[Point placement records]
►

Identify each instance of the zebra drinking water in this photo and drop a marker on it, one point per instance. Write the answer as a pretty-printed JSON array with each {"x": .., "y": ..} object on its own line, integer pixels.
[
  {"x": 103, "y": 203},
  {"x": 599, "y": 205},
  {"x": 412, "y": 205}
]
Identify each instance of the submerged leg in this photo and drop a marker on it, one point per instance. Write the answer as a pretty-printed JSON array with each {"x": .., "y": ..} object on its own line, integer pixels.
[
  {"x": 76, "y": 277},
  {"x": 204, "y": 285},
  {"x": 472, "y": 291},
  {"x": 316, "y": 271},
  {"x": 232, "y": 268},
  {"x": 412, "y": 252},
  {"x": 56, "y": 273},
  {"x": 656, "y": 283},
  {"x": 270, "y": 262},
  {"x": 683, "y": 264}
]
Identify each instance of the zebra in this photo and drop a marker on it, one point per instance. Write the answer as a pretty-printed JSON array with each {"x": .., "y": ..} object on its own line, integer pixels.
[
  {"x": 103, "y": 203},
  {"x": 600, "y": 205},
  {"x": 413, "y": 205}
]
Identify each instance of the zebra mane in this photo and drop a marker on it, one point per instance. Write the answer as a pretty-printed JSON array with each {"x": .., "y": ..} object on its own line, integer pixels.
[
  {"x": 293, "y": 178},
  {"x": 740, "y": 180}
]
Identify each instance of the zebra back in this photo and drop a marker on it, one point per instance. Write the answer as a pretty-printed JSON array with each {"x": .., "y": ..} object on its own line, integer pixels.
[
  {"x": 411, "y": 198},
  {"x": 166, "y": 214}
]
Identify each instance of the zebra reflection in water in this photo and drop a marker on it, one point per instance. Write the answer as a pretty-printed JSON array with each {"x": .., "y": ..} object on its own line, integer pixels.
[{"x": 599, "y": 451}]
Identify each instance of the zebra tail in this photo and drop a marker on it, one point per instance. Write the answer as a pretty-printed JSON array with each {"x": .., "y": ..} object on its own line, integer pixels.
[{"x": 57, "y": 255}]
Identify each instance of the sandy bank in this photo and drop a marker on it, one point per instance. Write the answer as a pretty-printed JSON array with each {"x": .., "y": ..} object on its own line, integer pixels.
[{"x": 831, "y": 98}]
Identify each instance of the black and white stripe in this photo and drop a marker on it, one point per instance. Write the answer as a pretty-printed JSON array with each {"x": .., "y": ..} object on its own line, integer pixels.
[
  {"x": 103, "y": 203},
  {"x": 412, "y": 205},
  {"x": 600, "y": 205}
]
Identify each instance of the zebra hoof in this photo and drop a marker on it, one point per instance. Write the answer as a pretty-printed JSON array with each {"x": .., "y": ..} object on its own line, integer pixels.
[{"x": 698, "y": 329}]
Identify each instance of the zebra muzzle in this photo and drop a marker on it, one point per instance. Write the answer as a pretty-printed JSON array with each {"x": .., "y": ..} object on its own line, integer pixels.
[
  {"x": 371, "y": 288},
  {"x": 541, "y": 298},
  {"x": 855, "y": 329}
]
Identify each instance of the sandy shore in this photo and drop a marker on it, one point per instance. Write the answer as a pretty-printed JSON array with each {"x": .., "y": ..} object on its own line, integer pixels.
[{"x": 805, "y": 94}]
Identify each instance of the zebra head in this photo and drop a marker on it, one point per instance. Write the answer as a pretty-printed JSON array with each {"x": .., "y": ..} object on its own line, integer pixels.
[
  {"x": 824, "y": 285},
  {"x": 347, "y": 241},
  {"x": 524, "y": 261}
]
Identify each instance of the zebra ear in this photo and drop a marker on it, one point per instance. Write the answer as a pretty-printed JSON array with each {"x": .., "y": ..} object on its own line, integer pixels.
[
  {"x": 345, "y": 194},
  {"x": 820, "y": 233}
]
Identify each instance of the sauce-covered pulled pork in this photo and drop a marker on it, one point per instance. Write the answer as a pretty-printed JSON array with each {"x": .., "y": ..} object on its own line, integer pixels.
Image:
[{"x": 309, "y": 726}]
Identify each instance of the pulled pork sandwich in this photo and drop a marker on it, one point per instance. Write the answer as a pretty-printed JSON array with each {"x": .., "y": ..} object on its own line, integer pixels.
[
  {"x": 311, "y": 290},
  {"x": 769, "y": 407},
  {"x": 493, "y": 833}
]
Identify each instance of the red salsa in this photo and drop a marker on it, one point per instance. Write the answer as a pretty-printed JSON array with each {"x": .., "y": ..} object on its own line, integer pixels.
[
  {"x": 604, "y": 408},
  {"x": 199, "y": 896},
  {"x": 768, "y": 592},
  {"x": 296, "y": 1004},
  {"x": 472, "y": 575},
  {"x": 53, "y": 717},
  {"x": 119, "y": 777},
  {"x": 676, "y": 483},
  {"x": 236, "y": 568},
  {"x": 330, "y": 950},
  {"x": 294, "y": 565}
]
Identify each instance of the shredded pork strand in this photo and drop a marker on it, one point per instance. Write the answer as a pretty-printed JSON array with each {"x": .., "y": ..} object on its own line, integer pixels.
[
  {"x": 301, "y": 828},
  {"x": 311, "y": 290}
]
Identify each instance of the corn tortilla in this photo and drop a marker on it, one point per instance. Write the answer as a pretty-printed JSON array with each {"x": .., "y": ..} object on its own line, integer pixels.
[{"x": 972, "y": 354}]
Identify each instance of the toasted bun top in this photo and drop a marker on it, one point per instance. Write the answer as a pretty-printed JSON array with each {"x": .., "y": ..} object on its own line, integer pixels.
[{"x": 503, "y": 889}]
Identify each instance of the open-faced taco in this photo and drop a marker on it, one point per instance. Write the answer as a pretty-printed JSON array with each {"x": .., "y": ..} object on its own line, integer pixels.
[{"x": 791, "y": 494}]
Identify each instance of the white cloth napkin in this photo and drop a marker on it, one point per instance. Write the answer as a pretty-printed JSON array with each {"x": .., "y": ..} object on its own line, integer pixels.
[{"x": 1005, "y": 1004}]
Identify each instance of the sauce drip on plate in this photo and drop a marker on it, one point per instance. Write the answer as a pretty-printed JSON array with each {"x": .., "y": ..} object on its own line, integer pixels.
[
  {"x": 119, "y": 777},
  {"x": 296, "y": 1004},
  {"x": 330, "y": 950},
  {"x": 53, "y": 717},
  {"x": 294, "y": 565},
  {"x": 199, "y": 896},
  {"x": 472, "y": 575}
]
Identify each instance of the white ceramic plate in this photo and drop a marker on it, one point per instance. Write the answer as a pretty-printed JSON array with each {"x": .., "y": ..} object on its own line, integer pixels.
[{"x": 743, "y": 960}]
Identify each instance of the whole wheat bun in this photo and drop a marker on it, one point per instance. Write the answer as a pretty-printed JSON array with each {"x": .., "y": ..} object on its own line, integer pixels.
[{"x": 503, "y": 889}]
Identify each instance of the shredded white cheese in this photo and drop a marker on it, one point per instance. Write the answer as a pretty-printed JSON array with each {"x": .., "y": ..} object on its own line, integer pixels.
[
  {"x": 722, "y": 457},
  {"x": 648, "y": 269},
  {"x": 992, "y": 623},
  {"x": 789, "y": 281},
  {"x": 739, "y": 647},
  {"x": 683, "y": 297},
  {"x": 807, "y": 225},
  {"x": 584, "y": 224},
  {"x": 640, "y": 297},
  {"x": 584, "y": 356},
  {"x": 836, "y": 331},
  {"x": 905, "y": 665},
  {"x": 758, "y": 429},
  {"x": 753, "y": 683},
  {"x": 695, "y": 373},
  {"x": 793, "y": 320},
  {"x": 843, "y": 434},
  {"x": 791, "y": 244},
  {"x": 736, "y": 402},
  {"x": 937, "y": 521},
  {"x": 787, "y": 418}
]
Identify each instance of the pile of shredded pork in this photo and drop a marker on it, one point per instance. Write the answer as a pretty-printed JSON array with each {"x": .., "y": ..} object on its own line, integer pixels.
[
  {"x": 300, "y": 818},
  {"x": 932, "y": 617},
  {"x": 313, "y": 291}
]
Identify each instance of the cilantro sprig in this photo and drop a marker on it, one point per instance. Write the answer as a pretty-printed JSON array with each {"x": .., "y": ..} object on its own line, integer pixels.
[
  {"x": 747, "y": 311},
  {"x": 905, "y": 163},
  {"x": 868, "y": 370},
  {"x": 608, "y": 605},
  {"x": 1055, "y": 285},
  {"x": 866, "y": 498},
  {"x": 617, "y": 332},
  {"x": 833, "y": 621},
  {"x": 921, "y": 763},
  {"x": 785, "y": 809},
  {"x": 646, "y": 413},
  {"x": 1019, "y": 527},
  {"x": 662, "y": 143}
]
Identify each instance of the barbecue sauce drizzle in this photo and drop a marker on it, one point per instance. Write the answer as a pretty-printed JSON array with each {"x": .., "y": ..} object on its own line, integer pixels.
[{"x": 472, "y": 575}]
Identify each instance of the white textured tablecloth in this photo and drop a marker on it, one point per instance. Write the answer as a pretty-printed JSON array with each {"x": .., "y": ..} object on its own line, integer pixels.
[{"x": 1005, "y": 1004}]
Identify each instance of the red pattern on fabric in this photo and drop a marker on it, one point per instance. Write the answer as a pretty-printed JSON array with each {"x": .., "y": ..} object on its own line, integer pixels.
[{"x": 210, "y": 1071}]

◄

Recast the records as a two-column CSV with the headers "instruction" and "points", starting with the line containing "Identify each instance of the barbecue" and continuing through the end of the records. Give one row per record, with each value in a single quoted field and any line breaks replaced by spaces.

instruction,points
"Identify each instance of the barbecue sauce drizzle in this photo and drop a marker on it, one point per instance. Write the answer as a pretty-printed JSON array with each {""x"": .., ""y"": ..} object on its own line, integer pixels.","[{""x"": 472, ""y"": 575}]"
"Identify each instance of the white textured tablecloth in this photo and drop a marker on it, one point per instance. Write the answer as a pretty-printed JSON array with each {""x"": .., ""y"": ..} object on its own line, integer pixels.","[{""x"": 1005, ""y"": 1004}]"
"Identify each instance of the red pattern on fabric in this photo and drop a marker on it, one point per instance. Write the answer as a pretty-printed JSON array with each {""x"": .., ""y"": ..} object on its own line, integer pixels.","[{""x"": 210, ""y"": 1071}]"